### WHAT THE TASK REQUIRES
I would like every record below transcribed exactly as it is.

### SOURCE INFORMATION
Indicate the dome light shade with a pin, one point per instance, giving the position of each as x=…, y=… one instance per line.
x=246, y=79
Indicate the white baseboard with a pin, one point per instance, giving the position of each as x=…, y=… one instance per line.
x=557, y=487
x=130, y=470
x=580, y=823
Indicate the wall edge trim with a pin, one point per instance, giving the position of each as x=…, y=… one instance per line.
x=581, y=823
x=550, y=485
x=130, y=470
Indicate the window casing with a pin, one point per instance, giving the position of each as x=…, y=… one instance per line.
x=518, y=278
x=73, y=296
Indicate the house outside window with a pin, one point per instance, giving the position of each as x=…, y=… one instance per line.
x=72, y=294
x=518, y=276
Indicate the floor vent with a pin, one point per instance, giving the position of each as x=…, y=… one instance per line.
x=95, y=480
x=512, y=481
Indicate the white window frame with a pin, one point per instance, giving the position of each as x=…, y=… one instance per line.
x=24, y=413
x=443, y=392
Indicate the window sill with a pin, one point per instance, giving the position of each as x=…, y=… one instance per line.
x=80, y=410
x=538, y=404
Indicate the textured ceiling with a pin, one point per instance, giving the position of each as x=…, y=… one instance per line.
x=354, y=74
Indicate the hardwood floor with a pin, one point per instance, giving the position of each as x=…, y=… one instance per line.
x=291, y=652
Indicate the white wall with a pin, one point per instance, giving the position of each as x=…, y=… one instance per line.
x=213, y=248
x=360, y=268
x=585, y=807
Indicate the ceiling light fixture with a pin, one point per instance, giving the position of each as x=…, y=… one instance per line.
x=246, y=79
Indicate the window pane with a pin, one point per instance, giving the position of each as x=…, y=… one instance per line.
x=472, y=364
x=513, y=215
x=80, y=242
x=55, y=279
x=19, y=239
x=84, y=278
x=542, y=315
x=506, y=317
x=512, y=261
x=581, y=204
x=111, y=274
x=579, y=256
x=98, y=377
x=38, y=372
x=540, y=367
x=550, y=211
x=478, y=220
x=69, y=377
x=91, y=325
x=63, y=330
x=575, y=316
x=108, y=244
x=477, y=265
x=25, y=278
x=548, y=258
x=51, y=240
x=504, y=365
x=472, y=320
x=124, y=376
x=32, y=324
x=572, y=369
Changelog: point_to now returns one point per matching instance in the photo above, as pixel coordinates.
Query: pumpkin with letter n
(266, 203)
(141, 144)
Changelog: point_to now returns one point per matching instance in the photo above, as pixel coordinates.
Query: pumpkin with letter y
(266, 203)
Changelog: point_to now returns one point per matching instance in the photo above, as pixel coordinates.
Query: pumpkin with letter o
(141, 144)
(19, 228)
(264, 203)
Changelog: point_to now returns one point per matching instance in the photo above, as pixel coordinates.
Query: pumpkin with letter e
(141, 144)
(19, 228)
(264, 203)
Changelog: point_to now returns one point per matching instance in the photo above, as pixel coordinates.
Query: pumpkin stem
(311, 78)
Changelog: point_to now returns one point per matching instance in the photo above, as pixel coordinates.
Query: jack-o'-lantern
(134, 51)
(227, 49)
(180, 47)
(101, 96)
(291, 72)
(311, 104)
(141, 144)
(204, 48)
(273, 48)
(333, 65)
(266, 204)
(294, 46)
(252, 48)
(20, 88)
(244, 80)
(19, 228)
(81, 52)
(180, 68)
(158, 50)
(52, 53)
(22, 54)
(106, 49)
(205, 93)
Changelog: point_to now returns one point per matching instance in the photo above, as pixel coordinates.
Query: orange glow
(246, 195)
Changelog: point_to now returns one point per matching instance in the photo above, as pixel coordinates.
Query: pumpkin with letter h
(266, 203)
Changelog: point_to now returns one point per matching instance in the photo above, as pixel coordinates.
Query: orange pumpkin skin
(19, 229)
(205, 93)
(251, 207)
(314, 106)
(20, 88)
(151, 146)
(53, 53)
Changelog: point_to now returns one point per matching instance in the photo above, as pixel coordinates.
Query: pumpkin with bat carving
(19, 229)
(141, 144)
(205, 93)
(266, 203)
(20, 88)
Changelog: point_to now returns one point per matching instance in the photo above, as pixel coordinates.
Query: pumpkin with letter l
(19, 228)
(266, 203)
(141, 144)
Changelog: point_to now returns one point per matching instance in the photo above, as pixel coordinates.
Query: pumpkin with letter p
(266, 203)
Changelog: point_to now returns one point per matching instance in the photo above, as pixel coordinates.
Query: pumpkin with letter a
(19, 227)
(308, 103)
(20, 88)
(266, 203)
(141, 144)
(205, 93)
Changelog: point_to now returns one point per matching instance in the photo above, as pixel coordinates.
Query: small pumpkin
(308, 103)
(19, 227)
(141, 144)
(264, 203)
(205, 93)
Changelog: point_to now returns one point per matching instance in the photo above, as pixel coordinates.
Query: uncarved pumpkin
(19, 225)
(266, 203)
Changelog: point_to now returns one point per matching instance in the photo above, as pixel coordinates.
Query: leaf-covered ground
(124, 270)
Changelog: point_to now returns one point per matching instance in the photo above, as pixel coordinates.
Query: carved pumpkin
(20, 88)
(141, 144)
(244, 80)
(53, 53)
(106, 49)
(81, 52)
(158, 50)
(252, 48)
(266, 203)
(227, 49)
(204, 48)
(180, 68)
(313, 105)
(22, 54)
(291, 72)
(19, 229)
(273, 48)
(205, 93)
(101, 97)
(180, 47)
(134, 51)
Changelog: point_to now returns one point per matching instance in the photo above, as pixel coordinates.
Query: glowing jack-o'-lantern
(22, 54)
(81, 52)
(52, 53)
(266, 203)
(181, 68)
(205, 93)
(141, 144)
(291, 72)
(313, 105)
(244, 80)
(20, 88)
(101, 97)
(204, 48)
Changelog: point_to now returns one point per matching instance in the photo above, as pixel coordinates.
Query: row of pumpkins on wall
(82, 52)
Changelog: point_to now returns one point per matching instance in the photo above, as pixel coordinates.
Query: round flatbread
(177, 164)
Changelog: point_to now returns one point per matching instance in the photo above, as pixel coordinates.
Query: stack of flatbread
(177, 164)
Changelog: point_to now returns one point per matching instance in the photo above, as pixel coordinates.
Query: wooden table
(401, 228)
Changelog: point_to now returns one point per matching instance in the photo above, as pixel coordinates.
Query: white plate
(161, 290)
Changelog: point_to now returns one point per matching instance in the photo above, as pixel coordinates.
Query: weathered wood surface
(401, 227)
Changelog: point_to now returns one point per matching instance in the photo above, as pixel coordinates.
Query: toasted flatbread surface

### RESULT FOR THIS TASK
Indicate the dome light shade with a pin, one point per instance, giving the position of each as x=…, y=… one instance per line.
x=246, y=79
Indicate the white baseboard with a pin, one point per instance, giving the position of each as x=…, y=… one instance per line.
x=557, y=487
x=130, y=470
x=580, y=823
Indicate the wall edge trim with a pin, one point per instance, giving the position of each as x=…, y=… one instance per line.
x=581, y=823
x=550, y=485
x=130, y=470
Indicate the window casing with a pin, one point per instance, giving the position of each as x=…, y=… one instance per line.
x=518, y=278
x=73, y=296
Indicate the house outside window with a pin, one point per instance, giving the position of each as x=…, y=… one instance per line.
x=72, y=294
x=518, y=276
Indicate the floor vent with a pin, one point per instance, giving the position of each as x=…, y=… one instance per line.
x=95, y=480
x=512, y=481
Indicate the white window frame with a pin, one point per instance, giving the position of each as x=…, y=… one instance per line.
x=24, y=413
x=443, y=392
Indicate the window sill with a pin, one point per instance, giving the position of each as x=…, y=… one instance per line.
x=80, y=410
x=538, y=404
Indicate the textured ceiling with a pin, one point per instance, giving the position of each as x=…, y=… one instance per line.
x=354, y=74
Indicate the hardwood floor with a pin, one point per instance, giving the position of each as x=…, y=… one instance per line.
x=291, y=652
Indicate the white wall with a pin, one point per instance, giving the position of each as x=…, y=… one instance per line.
x=213, y=248
x=360, y=268
x=585, y=807
Indicate the ceiling light fixture with a pin, one point per instance, giving the position of each as x=…, y=… one instance per line.
x=246, y=79
Indicate the window pane with a pin, one point per instance, giving the position of each as x=…, y=… one instance per line.
x=472, y=364
x=513, y=215
x=80, y=242
x=55, y=279
x=19, y=239
x=84, y=278
x=542, y=315
x=506, y=317
x=512, y=261
x=581, y=204
x=111, y=274
x=579, y=256
x=98, y=377
x=38, y=372
x=540, y=367
x=550, y=211
x=478, y=220
x=69, y=377
x=91, y=325
x=63, y=330
x=575, y=316
x=108, y=244
x=477, y=265
x=25, y=278
x=548, y=258
x=51, y=240
x=504, y=365
x=472, y=320
x=124, y=376
x=32, y=324
x=572, y=369
Changelog: point_to now returns one point per matching instance in the photo above, as pixel coordinates.
Query: pumpkin with letter n
(266, 203)
(141, 144)
Changelog: point_to now returns one point per matching instance in the photo above, as pixel coordinates.
Query: pumpkin with letter y
(266, 203)
Changelog: point_to now returns one point per matching instance in the photo above, as pixel coordinates.
Query: pumpkin with letter o
(141, 144)
(19, 228)
(264, 203)
Changelog: point_to now returns one point per matching instance in the photo above, as pixel coordinates.
Query: pumpkin with letter e
(141, 144)
(19, 228)
(264, 203)
Changelog: point_to now returns one point per matching instance in the photo above, as pixel coordinates.
Query: pumpkin stem
(311, 78)
Changelog: point_to now returns one point per matching instance in the photo above, as pixel coordinates.
Query: jack-o'-lantern
(134, 51)
(227, 49)
(180, 47)
(101, 96)
(291, 72)
(311, 104)
(141, 144)
(204, 48)
(273, 48)
(333, 65)
(266, 204)
(294, 46)
(252, 48)
(20, 88)
(244, 80)
(19, 228)
(81, 52)
(180, 68)
(158, 50)
(52, 53)
(22, 54)
(106, 49)
(205, 93)
Changelog: point_to now returns one point per matching instance in the photo above, as pixel coordinates.
Query: orange glow
(246, 195)
Changelog: point_to now returns one point per matching instance in the photo above, as pixel coordinates.
Query: pumpkin with letter h
(266, 203)
Changelog: point_to now returns one point per matching instance in the photo above, as pixel coordinates.
Query: orange pumpkin skin
(19, 229)
(205, 93)
(251, 207)
(314, 106)
(20, 88)
(151, 146)
(53, 53)
Changelog: point_to now returns one point per matching instance in the photo above, as pixel coordinates.
Query: pumpkin with bat carving
(19, 229)
(141, 144)
(205, 93)
(266, 203)
(20, 88)
Changelog: point_to now returns one point per matching instance in the photo above, as pixel coordinates.
Query: pumpkin with letter l
(19, 228)
(266, 203)
(141, 144)
Changelog: point_to now returns one point per matching instance in the photo above, as pixel coordinates.
Query: pumpkin with letter p
(266, 203)
Changelog: point_to now returns one point per matching instance in the photo above, as pixel coordinates.
Query: pumpkin with letter a
(19, 227)
(308, 103)
(20, 88)
(266, 203)
(141, 144)
(205, 93)
Changelog: point_to now returns one point per matching instance in the photo above, as pixel coordinates.
Query: small pumpkin
(308, 103)
(19, 227)
(141, 144)
(264, 203)
(205, 93)
Changelog: point_to now returns one point per matching instance in the photo above, as pixel coordinates.
Query: uncarved pumpkin
(19, 225)
(266, 203)
Changelog: point_to now returns one point per matching instance in the photo above, as pixel coordinates.
Query: leaf-covered ground
(124, 270)
Changelog: point_to now returns one point per matching instance in the photo above, as pixel coordinates.
Query: carved pumpkin
(20, 88)
(141, 144)
(244, 80)
(53, 53)
(106, 49)
(81, 52)
(158, 50)
(252, 48)
(266, 203)
(227, 49)
(204, 48)
(180, 68)
(313, 105)
(22, 54)
(291, 72)
(19, 229)
(273, 48)
(205, 93)
(101, 97)
(180, 47)
(134, 51)
Changelog: point_to now returns one point per matching instance in the photo above, as pixel coordinates.
Query: glowing jack-o'-lantern
(22, 54)
(81, 52)
(52, 53)
(266, 203)
(181, 68)
(205, 93)
(141, 144)
(291, 72)
(313, 105)
(244, 80)
(20, 88)
(101, 97)
(204, 48)
Changelog: point_to now returns one point per matching instance in the photo above, as pixel coordinates.
Query: row of pumpkins on wall
(82, 52)
Changelog: point_to now returns one point per matching instance in the photo above, as pixel coordinates.
Query: round flatbread
(177, 164)
Changelog: point_to now returns one point per matching instance in the photo above, as pixel coordinates.
Query: stack of flatbread
(177, 164)
Changelog: point_to now returns one point per matching instance in the photo above, as pixel coordinates.
Query: wooden table
(401, 228)
Changelog: point_to now returns one point per matching instance in the photo above, as pixel coordinates.
Query: white plate
(161, 290)
Changelog: point_to now returns one point per matching instance in the photo above, as pixel coordinates.
Query: weathered wood surface
(401, 227)
Changelog: point_to now returns one point per matching instance in the photo above, as pixel coordinates.
Query: toasted flatbread surface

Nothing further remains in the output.